Three of the most common attributes you'll want to find out about tensor are:
- `shape` - what shape is the tenosr? (some operations require specific shpae rules)
- `dtype` - what datatype are the elements within the tensor stored in?
- `device` - what device is the tensor stored on? (usually GPU or CPU)

In [None]:
# Create a tensor
some_tensor = torch.rand(3, 4)

# Find out details about it
print(some_tensor)
print()
print(f"Shape of tensor: {some_tensor.shape}")
print(f"Datatype of tensor: {some_tensor.dtype}")
print(f"Device tensor is stored on: {some_tensor.device}")  # will default to CPU

tensor([[0.5107, 0.0596, 0.8988, 0.9590],
        [0.7894, 0.3786, 0.8959, 0.1158],
        [0.0849, 0.3988, 0.5198, 0.5692]])

Shape of tensor: torch.Size([3, 4])
Datatype of tensor: torch.float32
Device tensor is stored on: cpu


## Manipulating tensors (tensor operations)

These operations are often between:
- Addition
- Substraction
- Multiplication (element-wise)

------------------------------------------------

# Stated exercise
Resume the PyTorch tensor tutorial above, starting right after its final line, "Multiplication (element-wise)."

# Given data
------------------------------------------------

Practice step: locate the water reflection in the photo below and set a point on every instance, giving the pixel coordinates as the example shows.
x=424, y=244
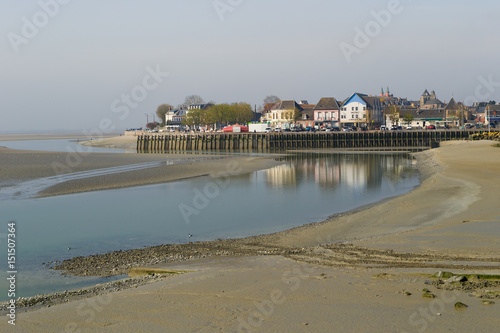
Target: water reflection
x=355, y=171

------------------------------------------------

# Answer below
- Division
- Matrix multiplication

### Basic operations

In [None]:
# Create a tensor of values and add a number to it
tensor = torch.tensor([1, 2, 3])
tensor + 10

tensor([11, 12, 13])

In [None]:
# Multiply it by 10
tensor * 10

tensor([10, 20, 30])

In [None]:
# Tensors don't change unless reassigned
tensor

tensor([1, 2, 3])

In [None]:
# Subtract and reassign
tensor = tensor - 10
tensor

tensor([-9, -8, -7])

In [None]:
# Add and reassign
tensor = tensor + 10
tensor

tensor([1, 2, 3])

In [None]:
# Can also use torch functions
torch.multiply(tensor, 10), torch.mul(tensor, 10)

(tensor([10, 20, 30]), tensor([10, 20, 30]))

In [None]:
# Original tensor is still unchanged
tensor

tensor([1, 2, 3])

In [None]:
# Element-wise multiplication (each element multiplies its equivalent, index 0 -> 0, 1 -> 1, 2 -> 2)
print(tensor, '*', tensor)
print("Equals:", tensor * tensor)

tensor([1, 2, 3]) * tensor([1, 2, 3])
Equals: tensor([1, 4, 9])


### Matrix multiplication (is all you need)

PyTorch impolements matric multiplication functionality in the `torch.matmul()` method.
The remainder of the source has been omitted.